═════ RECORDS SHOWN ═════
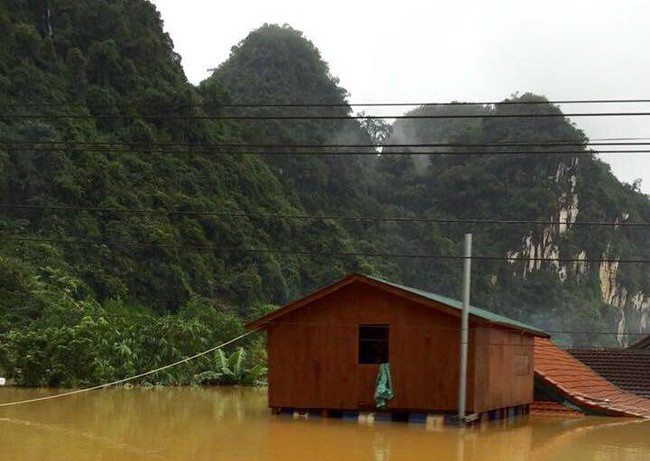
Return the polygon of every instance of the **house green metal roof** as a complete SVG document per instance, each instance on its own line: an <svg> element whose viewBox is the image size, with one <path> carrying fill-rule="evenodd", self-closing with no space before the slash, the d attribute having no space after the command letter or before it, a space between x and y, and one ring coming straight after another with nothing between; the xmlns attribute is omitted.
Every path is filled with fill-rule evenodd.
<svg viewBox="0 0 650 461"><path fill-rule="evenodd" d="M400 290L408 291L409 293L413 293L414 295L421 296L426 299L430 299L432 301L436 301L440 304L444 304L445 306L453 307L458 310L463 309L463 303L457 299L452 299L452 298L447 298L446 296L441 296L435 293L430 293L428 291L424 290L419 290L417 288L411 288L407 287L404 285L399 285L397 283L389 282L387 280L383 280L377 277L372 277L370 275L365 275L363 274L364 277L369 278L371 280L374 280L379 283L383 283L386 285L390 285L395 288L399 288ZM532 325L528 325L523 322L518 322L516 320L509 319L508 317L504 317L503 315L495 314L490 311L486 311L485 309L481 309L480 307L474 307L471 306L469 307L469 313L470 315L474 315L476 317L480 317L482 319L487 320L488 322L492 323L497 323L509 327L514 327L522 330L528 330L533 333L537 333L543 336L549 336L548 333L546 333L544 330L534 327Z"/></svg>
<svg viewBox="0 0 650 461"><path fill-rule="evenodd" d="M337 282L334 282L331 285L324 286L314 292L312 292L310 295L297 299L295 301L290 302L289 304L286 304L282 306L280 309L275 310L273 312L269 312L266 315L263 315L262 317L253 320L245 325L246 329L256 329L260 328L263 325L271 322L272 320L281 317L283 315L288 314L289 312L292 312L295 309L299 309L300 307L312 302L314 299L318 299L321 296L327 296L330 294L332 291L336 291L340 289L341 287L347 285L348 283L351 283L353 281L363 281L365 280L366 283L369 282L374 282L380 285L384 285L385 287L392 287L396 288L397 290L401 290L406 293L410 293L413 295L416 295L420 298L429 300L429 301L434 301L439 304L442 304L447 307L451 307L452 309L457 309L457 310L462 310L463 309L463 303L458 301L457 299L452 299L452 298L447 298L445 296L437 295L435 293L430 293L428 291L424 290L418 290L417 288L411 288L407 287L404 285L399 285L397 283L389 282L387 280L383 280L377 277L371 277L369 275L365 274L350 274L347 277L344 277ZM478 317L480 319L483 319L487 322L496 324L496 325L503 325L505 327L509 328L515 328L518 330L523 330L527 331L529 333L532 333L533 335L537 336L543 336L545 338L548 338L549 335L544 331L541 330L540 328L534 327L532 325L527 325L523 322L518 322L516 320L509 319L508 317L504 317L499 314L494 314L492 312L486 311L485 309L481 309L479 307L474 307L470 306L469 308L469 313L470 315L474 317Z"/></svg>

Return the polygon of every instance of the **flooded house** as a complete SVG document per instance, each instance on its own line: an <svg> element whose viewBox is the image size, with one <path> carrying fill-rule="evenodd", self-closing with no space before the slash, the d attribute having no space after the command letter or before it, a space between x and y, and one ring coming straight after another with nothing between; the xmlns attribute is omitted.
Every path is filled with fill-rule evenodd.
<svg viewBox="0 0 650 461"><path fill-rule="evenodd" d="M461 308L460 301L353 274L250 322L249 330L267 333L269 407L454 414ZM548 335L477 307L469 311L469 332L468 413L526 412L534 340ZM376 399L381 383L390 387L383 401Z"/></svg>
<svg viewBox="0 0 650 461"><path fill-rule="evenodd" d="M566 351L535 338L535 411L650 419L649 363L640 349Z"/></svg>
<svg viewBox="0 0 650 461"><path fill-rule="evenodd" d="M569 353L617 387L650 399L650 336L627 348L571 349Z"/></svg>

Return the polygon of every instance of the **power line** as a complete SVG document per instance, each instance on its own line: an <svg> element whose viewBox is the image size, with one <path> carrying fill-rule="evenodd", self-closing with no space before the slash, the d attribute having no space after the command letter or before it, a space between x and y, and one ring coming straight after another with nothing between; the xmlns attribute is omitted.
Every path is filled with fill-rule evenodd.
═════
== TASK INSTRUCTIONS ==
Could you please repeat the entries above exactly, with every picture left out?

== RESPONSE TO THIS EXERCISE ==
Return the polygon of every instance of the **house green metal roof** as a complete SVG document per instance, each instance on its own line: an <svg> element whose viewBox is the image size, with one <path> carrying fill-rule="evenodd", self-closing with no space before the slash, the d attribute having no space after the command letter or before it, a space between x and y, and one ring coming straight after another with nothing between; the xmlns attribute is omitted.
Every path is filled with fill-rule evenodd.
<svg viewBox="0 0 650 461"><path fill-rule="evenodd" d="M400 290L408 291L409 293L413 293L414 295L421 296L426 299L430 299L432 301L436 301L440 304L444 304L445 306L453 307L458 310L463 309L463 303L457 299L452 299L452 298L447 298L446 296L441 296L435 293L430 293L428 291L424 290L419 290L417 288L411 288L407 287L404 285L399 285L397 283L389 282L387 280L383 280L377 277L372 277L370 275L365 275L363 274L364 277L369 278L371 280L374 280L379 283L383 283L386 285L390 285L395 288L399 288ZM532 325L528 325L523 322L518 322L516 320L509 319L508 317L504 317L503 315L495 314L490 311L486 311L485 309L481 309L480 307L474 307L471 306L469 307L469 313L470 315L474 315L476 317L480 317L482 319L487 320L488 322L492 323L497 323L509 327L514 327L522 330L528 330L533 333L537 333L543 336L549 336L548 333L546 333L544 330L534 327Z"/></svg>
<svg viewBox="0 0 650 461"><path fill-rule="evenodd" d="M337 282L334 282L331 285L324 286L314 292L312 292L310 295L297 299L295 301L290 302L289 304L286 304L282 306L280 309L275 310L273 312L269 312L266 315L263 315L262 317L253 320L245 325L246 329L256 329L260 328L263 325L271 322L272 320L281 317L283 315L288 314L289 312L292 312L295 309L299 309L300 307L312 302L314 299L318 299L321 296L327 296L330 294L332 291L336 291L340 289L341 287L347 285L348 283L351 283L353 281L363 281L365 280L366 283L369 282L374 282L380 285L384 285L385 287L392 287L396 288L397 290L401 290L406 293L410 293L413 295L416 295L420 298L429 300L429 301L434 301L439 304L442 304L447 307L451 307L452 309L457 309L457 310L462 310L463 309L463 303L458 301L457 299L452 299L452 298L447 298L445 296L437 295L435 293L430 293L428 291L424 290L418 290L417 288L411 288L407 287L404 285L399 285L397 283L389 282L387 280L383 280L377 277L371 277L369 275L365 274L350 274L347 277L344 277ZM478 317L480 319L483 319L487 322L496 324L496 325L503 325L505 327L509 328L515 328L518 330L523 330L527 331L529 333L532 333L533 335L537 336L543 336L545 338L548 338L549 335L544 331L541 330L540 328L534 327L532 325L527 325L523 322L518 322L516 320L509 319L508 317L504 317L499 314L494 314L492 312L486 311L485 309L481 309L479 307L474 307L470 306L469 308L469 313L470 315L474 317Z"/></svg>

Return the polygon of every instance of the **flooded house** as a complete SVG document per instance, each instance on its own line: an <svg> element whose viewBox is the image size, with one <path> carrying fill-rule="evenodd", self-closing with no space before the slash, the d attribute having no space after the command letter or before it, a space between x and y, and one ring coming straight after another with nothing between; the xmlns attribute is omitted.
Every path is filled with fill-rule evenodd.
<svg viewBox="0 0 650 461"><path fill-rule="evenodd" d="M461 308L460 301L353 274L250 322L249 330L267 333L269 407L454 414ZM548 335L477 307L469 311L469 332L468 413L526 412L534 340ZM376 399L381 383L390 387L383 401Z"/></svg>
<svg viewBox="0 0 650 461"><path fill-rule="evenodd" d="M566 351L535 338L535 411L650 419L649 363L640 349Z"/></svg>
<svg viewBox="0 0 650 461"><path fill-rule="evenodd" d="M569 353L617 387L650 399L650 336L627 348L571 349Z"/></svg>

Return the polygon of every instance of the **power line** as a complete SVG document per instance, each instance on its own line: an <svg> element whose viewBox is the image size, with one <path> carrying fill-rule="evenodd", self-closing with no space before the slash, the d attribute having no space after the command letter or before it, a space between x and y, and one ring coming straight after another with nothing between; the xmlns attribute is omitted.
Every path is filled with fill-rule evenodd.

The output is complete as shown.